→ **AVAILABLE RECORDS**

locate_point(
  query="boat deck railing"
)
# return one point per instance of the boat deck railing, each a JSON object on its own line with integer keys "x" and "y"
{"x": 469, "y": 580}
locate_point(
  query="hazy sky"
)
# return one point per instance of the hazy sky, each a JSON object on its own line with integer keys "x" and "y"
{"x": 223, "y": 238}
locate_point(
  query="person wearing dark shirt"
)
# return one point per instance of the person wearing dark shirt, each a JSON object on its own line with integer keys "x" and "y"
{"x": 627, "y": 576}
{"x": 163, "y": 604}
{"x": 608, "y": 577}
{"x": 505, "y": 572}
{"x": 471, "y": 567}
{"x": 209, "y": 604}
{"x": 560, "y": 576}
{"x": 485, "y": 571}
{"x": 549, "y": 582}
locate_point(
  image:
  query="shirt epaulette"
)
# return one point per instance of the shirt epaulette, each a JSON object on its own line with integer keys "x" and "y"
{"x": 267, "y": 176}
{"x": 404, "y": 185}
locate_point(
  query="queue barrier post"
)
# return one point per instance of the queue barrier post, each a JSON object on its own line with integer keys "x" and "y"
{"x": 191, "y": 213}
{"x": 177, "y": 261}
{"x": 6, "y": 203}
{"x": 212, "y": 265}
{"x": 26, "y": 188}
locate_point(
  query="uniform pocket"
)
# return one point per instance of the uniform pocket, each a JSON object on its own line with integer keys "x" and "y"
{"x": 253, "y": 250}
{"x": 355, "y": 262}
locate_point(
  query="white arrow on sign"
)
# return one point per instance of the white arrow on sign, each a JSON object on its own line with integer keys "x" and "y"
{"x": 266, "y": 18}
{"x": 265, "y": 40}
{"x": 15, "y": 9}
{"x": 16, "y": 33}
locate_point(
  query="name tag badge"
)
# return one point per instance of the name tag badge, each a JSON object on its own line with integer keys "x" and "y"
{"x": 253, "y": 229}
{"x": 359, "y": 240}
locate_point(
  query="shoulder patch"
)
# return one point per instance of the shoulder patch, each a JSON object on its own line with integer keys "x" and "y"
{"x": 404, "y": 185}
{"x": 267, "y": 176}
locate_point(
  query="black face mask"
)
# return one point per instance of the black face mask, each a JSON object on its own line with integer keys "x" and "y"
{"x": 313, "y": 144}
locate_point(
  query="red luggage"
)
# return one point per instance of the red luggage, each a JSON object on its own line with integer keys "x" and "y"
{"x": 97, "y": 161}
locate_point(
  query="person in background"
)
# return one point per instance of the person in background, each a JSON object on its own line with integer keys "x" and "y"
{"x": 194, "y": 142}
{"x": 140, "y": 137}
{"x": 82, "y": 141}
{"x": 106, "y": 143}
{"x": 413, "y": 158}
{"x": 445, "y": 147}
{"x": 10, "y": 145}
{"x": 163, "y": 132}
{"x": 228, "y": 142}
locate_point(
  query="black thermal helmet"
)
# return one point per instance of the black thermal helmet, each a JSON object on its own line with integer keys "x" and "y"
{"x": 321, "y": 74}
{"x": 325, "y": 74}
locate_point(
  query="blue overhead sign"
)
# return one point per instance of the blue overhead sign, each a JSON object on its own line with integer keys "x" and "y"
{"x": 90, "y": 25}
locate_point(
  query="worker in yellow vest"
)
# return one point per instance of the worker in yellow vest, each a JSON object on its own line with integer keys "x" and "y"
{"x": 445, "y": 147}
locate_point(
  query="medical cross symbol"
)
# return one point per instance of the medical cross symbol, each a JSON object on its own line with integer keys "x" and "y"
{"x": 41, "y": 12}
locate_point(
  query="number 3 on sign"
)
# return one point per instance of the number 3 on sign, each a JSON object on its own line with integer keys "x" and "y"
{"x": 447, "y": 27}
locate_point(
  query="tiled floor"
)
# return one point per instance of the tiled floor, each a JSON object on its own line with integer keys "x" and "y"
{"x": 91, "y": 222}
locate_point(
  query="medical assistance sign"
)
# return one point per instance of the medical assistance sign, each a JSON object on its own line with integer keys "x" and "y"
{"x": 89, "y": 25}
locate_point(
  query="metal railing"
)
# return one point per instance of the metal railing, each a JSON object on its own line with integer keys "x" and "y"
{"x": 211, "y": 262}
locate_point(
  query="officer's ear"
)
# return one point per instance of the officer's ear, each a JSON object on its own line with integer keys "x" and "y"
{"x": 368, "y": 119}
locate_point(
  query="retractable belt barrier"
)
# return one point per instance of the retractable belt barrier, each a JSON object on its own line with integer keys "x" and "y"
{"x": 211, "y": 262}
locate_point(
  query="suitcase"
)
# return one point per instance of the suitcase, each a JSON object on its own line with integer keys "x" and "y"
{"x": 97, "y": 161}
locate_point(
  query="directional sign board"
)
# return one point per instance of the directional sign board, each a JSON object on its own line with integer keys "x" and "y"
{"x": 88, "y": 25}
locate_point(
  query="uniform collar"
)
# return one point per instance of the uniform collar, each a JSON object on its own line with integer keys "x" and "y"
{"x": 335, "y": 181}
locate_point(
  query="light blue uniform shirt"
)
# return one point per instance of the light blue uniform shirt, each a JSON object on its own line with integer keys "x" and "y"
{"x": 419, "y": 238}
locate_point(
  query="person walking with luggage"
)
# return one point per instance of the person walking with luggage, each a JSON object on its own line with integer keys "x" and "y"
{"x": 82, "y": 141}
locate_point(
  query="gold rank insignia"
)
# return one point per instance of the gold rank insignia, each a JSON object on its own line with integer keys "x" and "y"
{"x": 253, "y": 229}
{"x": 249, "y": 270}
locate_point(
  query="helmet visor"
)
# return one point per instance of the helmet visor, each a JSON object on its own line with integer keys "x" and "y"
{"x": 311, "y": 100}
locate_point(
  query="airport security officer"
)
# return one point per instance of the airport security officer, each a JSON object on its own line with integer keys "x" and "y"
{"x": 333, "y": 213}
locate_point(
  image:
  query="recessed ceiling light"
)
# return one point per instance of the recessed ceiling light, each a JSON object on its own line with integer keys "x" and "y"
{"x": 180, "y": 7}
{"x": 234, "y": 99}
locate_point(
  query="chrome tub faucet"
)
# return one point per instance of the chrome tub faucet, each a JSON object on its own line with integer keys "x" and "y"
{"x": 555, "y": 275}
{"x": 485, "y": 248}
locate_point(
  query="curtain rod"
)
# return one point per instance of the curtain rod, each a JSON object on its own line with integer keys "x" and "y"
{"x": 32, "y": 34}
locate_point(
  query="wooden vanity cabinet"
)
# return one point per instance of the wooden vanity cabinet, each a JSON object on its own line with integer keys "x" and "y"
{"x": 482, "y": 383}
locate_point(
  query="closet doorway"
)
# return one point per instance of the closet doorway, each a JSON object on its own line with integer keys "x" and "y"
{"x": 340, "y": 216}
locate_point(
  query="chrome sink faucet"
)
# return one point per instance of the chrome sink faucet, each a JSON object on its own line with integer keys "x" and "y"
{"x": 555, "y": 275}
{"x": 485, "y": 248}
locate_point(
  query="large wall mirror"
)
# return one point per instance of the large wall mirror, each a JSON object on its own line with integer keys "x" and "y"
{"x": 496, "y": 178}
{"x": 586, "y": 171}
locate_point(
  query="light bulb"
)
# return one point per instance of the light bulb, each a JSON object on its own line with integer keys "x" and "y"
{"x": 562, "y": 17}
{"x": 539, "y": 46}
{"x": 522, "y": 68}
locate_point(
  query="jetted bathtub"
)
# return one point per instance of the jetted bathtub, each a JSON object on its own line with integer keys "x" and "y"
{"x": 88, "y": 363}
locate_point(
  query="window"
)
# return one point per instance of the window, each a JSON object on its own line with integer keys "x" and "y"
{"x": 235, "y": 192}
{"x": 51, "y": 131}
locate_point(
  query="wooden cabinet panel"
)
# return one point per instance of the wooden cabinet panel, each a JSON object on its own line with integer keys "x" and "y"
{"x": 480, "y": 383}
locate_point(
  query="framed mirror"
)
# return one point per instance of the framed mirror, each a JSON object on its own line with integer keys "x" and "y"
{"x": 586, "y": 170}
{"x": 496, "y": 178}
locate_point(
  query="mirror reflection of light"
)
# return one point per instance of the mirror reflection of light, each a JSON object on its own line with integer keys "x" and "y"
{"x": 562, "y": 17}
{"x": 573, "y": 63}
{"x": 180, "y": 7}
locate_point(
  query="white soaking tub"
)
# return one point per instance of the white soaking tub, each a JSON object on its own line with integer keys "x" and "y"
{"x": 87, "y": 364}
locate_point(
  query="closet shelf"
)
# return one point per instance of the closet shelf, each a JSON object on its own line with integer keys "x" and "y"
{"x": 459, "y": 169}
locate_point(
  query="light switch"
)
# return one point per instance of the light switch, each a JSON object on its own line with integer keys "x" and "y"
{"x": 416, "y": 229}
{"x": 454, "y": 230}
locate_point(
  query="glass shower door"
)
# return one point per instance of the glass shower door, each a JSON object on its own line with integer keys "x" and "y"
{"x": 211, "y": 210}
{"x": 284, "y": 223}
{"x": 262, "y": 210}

---

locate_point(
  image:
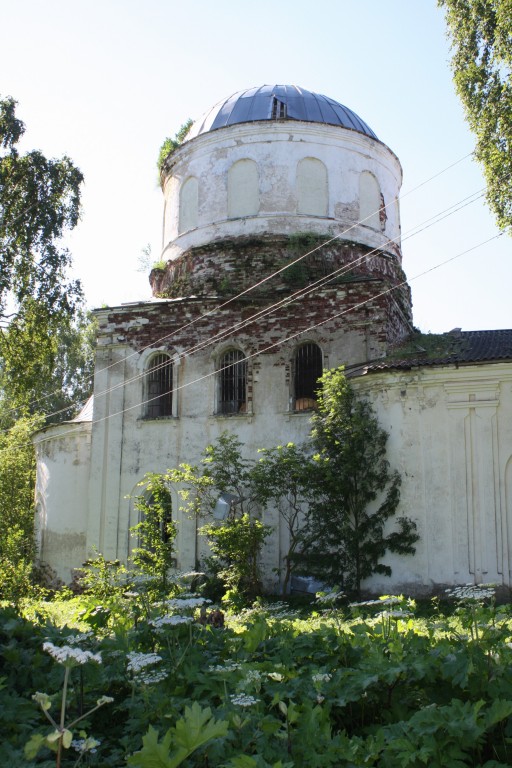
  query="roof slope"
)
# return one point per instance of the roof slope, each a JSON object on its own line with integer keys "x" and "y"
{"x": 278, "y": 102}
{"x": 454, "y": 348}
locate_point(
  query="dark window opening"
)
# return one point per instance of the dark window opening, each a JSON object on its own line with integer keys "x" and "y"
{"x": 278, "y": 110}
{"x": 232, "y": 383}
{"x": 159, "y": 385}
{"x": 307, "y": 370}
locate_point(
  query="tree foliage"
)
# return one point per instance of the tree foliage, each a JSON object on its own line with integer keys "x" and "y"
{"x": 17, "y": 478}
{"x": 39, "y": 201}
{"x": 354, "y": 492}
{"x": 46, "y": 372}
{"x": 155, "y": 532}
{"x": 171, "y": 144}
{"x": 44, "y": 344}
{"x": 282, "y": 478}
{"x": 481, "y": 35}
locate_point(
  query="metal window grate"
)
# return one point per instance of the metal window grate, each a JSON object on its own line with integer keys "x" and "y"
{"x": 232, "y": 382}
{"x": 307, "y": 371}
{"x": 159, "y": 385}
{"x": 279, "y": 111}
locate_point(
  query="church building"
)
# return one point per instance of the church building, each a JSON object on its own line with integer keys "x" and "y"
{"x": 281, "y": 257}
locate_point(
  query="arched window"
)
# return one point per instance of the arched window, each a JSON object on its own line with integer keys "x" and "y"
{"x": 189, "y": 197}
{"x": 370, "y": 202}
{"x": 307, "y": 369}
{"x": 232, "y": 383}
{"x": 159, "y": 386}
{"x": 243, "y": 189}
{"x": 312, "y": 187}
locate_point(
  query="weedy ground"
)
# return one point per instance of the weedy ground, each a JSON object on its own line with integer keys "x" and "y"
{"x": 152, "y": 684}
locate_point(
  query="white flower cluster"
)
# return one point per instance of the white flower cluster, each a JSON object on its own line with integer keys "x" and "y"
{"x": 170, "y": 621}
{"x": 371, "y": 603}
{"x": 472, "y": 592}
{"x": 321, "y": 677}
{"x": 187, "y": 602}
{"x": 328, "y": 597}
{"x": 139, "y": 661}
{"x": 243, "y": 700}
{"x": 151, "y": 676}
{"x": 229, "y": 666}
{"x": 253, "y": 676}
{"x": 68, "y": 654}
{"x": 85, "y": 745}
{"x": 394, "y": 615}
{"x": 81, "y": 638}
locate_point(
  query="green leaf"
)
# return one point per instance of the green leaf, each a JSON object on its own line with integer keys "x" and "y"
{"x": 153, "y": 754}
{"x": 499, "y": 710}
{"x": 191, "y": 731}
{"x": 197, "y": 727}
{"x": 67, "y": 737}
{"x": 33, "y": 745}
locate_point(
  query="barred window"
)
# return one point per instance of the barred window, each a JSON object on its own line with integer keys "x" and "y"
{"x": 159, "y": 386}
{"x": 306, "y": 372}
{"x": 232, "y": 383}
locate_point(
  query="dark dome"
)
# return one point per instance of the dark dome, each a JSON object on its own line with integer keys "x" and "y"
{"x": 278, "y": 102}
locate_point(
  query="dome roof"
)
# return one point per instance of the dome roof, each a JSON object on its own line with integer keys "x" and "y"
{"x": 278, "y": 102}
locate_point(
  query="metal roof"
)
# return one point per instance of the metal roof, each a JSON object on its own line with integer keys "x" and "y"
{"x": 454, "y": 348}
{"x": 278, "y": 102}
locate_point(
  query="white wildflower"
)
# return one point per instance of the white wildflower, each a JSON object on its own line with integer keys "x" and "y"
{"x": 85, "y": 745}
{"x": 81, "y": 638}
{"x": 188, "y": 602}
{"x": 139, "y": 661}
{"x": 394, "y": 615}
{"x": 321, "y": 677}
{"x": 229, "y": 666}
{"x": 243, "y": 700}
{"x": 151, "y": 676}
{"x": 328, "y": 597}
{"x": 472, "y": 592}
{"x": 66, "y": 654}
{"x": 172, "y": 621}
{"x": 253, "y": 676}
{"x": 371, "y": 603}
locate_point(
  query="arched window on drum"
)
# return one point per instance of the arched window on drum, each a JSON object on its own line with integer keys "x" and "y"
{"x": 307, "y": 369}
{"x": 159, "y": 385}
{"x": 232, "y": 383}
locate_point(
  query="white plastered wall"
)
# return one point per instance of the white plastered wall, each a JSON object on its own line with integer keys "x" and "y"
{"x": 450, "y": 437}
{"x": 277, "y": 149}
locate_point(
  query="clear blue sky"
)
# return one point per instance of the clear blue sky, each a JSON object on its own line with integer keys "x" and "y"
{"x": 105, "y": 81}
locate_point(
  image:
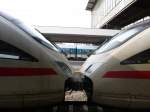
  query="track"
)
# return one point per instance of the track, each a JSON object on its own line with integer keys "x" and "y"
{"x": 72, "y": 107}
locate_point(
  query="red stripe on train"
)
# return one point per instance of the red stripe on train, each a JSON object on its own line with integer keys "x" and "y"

→ **SHORT EXERCISE**
Identify every line of the rows above that contains the word "worker", treating case as significant.

→ **EXERCISE ANSWER**
  query="worker in yellow vest"
# return one point per instance of the worker in yellow vest, each a JSON object on its own line with integer keys "x" and "y"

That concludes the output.